TEXT PASSAGE =>
________________________

Total Rating: 
***
Opened: 
September 16, 2004
Ended: 
October 17, 2004
Country: 
USA
State: 
Wisconsin
City: 
Milwaukee
Company/Producers: 
Next Act Theater
Theater Type: 
Regional
Theater: 
Off-Broadway Theater
Theater Address: 
342 North Water Street
Phone: 
(414) 278-0765
Running Time: 
2 hrs
Genre: 
Drama
Author: 
Richard Rashke
Director: 
David Cecsarini
Review: 

 A young girl's long and torturous journey toward freedom is outlined in chilling detail in Dear Esther. The play opens Next Act Theater's 15th anniversary season, and it showcases how far this company has come over the years. The sensitive retelling of this true-life story is due mainly to artistic director David Cecsarini, who captures the main character's spitfire determination as well as her compassion. As the audience soon learns, both qualities are needed for a young Jewish girl to survive a Polish death camp called Sobibor. Most people are not aware of Sobibor's existence, for good reason. In 1945, 300 inmates of Sobibor staged a clever escape plan. It was the largest Jewish uprising during World War II. The Jews who remained in the camp were killed, so Sobibor no longer had a reason to exist.

When news of the Sobibor rebellion comes to the attention of American schoolchildren years later, they write to one of the few remaining survivors, Esther, now a grandmother living in New Jersey. In the play, the character of Esther (Laura Gray) is split between the young girl who witnesses the horrific circumstances around her in the 1940s and the elderly woman who must find the courage to speak before a group of schoolchildren (Flora Coker). Two other actors convincingly portray young children, who pepper Esther with questions in their letters (Chris Klopatek, Betsy Skowbo). Two older actors do a superb job in filling multiple roles (Bo Johnson, Maureen Kilmurry). However, this production is clearly Flora Coker's show. She mesmerizes the audience with her painful memories, which are basically wrenched from her by the younger, pluckier version of herself. As Esther retells the stories of her life, she seems to enter a trancelike state. Only the younger Esther can bring her back with her insistent jibes.

________________________

Rows from a pointing dataset =>
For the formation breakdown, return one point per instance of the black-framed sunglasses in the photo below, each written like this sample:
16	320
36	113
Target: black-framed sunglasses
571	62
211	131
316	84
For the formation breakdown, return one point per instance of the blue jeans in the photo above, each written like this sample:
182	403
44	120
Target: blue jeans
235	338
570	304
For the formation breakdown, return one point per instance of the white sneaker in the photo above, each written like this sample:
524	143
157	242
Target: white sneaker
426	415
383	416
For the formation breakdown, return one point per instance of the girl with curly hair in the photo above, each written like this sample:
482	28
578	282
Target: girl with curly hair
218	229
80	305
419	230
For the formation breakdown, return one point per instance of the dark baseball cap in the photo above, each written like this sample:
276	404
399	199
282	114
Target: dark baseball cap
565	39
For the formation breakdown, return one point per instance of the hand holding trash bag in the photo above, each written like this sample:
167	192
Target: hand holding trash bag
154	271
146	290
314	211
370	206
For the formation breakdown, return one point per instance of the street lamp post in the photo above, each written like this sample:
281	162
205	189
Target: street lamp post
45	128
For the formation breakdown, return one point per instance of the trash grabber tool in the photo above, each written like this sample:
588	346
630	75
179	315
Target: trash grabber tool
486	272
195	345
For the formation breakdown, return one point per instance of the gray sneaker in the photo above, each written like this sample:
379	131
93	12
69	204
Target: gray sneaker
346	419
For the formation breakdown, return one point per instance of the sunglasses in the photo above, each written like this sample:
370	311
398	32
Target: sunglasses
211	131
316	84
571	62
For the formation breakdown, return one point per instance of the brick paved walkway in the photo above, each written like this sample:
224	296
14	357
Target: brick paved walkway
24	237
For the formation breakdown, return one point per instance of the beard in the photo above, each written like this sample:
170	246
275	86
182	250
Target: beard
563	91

________________________

ACTIONS TO TAKE =>
**1.** Can you condense the paragraph of the theater review that begins "When news of the Sobibor rebellion" into a short bulleted list that keeps its main facts?
**2.** In the records, swap "beard" for "mustache" from the line with "of the beard" through the end of the records, and give back only those lines, otherwise unchanged.

FINAL ANSWERS =>
**1.**
- Years later, American schoolchildren learn of the Sobibor rebellion and write to Esther, one of its few remaining survivors, now a grandmother in New Jersey.
- Esther is split into two roles, played by Laura Gray and Flora Coker: the young girl who witnesses horrific events in the 1940s and the elderly woman who must find the courage to speak to schoolchildren.
- Chris Klopatek and Betsy Skowbo convincingly play young children who question Esther in their letters.
- Bo Johnson and Maureen Kilmurry do a superb job in multiple roles.
- The production belongs to Flora Coker, who mesmerizes the audience with painful memories that her younger, pluckier self wrenches from her.
- Retelling her life, Esther seems to enter a trance, and only the younger Esther's insistent jibes can bring her back.

**2.**
For the formation breakdown, return one point per instance of the mustache in the photo above, each written like this sample:
170	246
275	86
182	250
Target: mustache
563	91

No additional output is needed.